▶ Условия заданий
- a) Какую цену, по слуху из отрывка, шведы назначили за голову Спренгтпортена?
- b) Перескажите короче абзац отрывка, начинающийся словами «Оба истинных изменника родины», сохранив его основные факты.
- c) Определите, согласуются ли с отрывком следующие утверждения, и подтвердите каждый ответ точной цитатой: (i) Спренгтпортен и Егерхурн жили в Петербурге; (ii) слух о цене за их головы распространился в ноябре 1789 года; (iii) Спренгтпортен уехал на курорт после заключения Верельского мира.

▶ Отрывок для чтения
◆ ◆ ◆ ◆ ◆

Оба истинных изменника родины — или финские сепаратисты — Спренгтпортен и Егерхурн жили в Петербурге и были недоступны, но явно довольно-таки неудовлетворены своей жизнью. В ноябре 1788 года по Петербургу распространился передаваемый с возмущением слух, будто бы шведы назначили цену за их головы: 3000 риксдалеров за голову Спренгтпортена и 37 риксдалеров за голову Егерхурна. Странная несправедливость потом нашла себе объяснение в том, что два ренегата все это выдумали сами. Как-то ведь им надо было развлекаться после того как аньяльский заговор перестал существовать. За шесть дней до Верельского мира Спренгтпортен подался на зарубежный курорт, согласно догадкам при дворе — в Биарриц, чтобы отдохнуть после тяжелого ранения.

Прошлое миновало. Королевская игра в величие и гибель Швеции могла начинаться с новых исходных позиций.

◆ ◆ ◆ ◆ ◆

▶ Собранный материал
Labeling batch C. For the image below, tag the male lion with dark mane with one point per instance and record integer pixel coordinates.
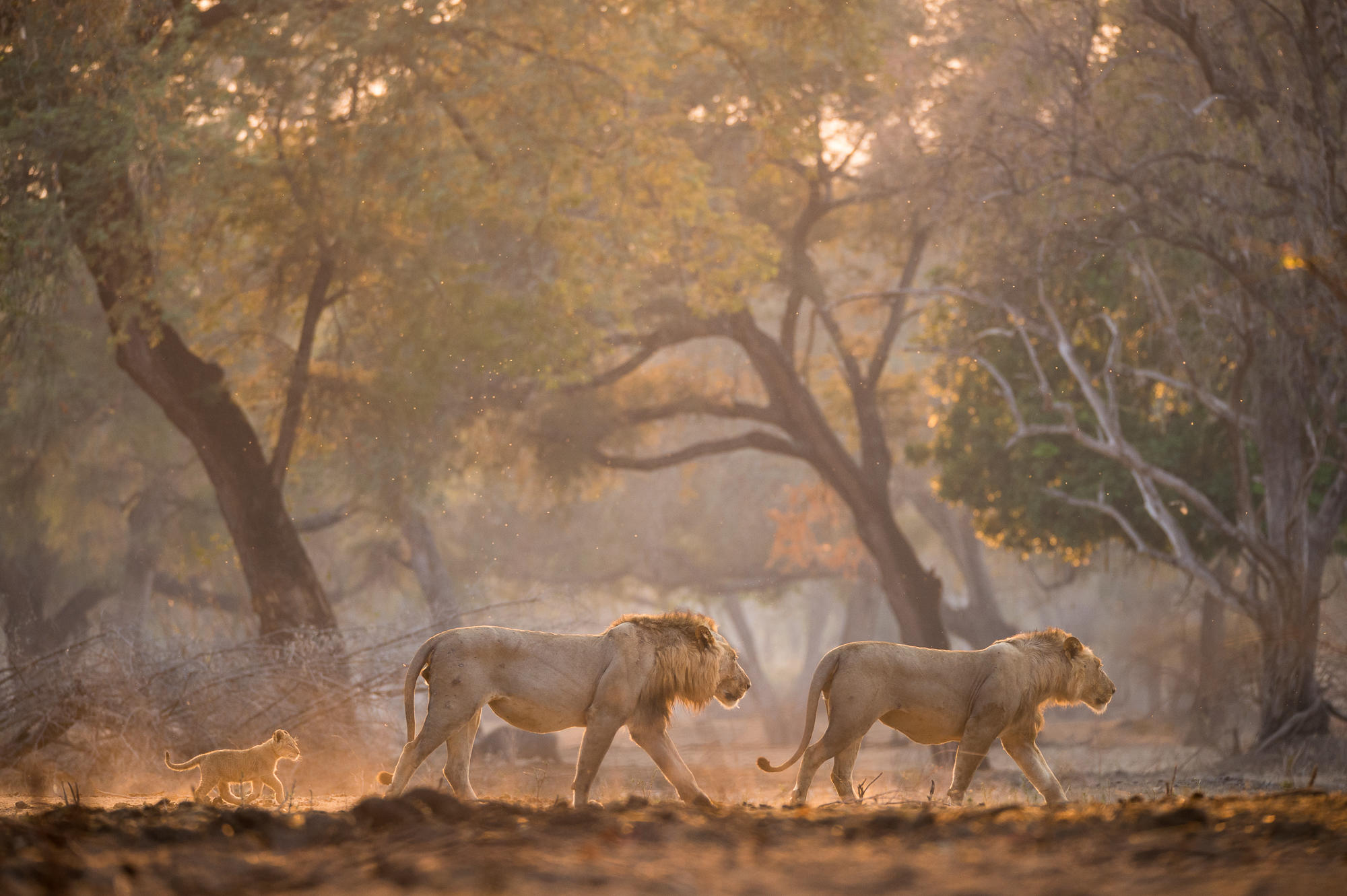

◆ ◆ ◆ ◆ ◆

▶ Ответы к заданиям
- a) 3000 риксдалеров.

- b) Финские сепаратисты Спренгтпортен и Егерхурн жили в Петербурге и были недовольны своей жизнью. В ноябре 1788 года в Петербурге разошелся слух, что шведы назначили за их головы 3000 и 37 риксдалеров соответственно. Позже выяснилось, что слух выдумали они сами, чтобы развлечься после распада аньяльского заговора. За шесть дней до Верельского мира Спренгтпортен уехал на зарубежный курорт, при дворе полагали, что в Биарриц, отдохнуть после тяжелого ранения.

- c)
(i) Да: «Спренгтпортен и Егерхурн жили в Петербурге».
(ii) Нет: «В ноябре 1788 года по Петербургу распространился передаваемый с возмущением слух».
(iii) Нет: «За шесть дней до Верельского мира Спренгтпортен подался на зарубежный курорт».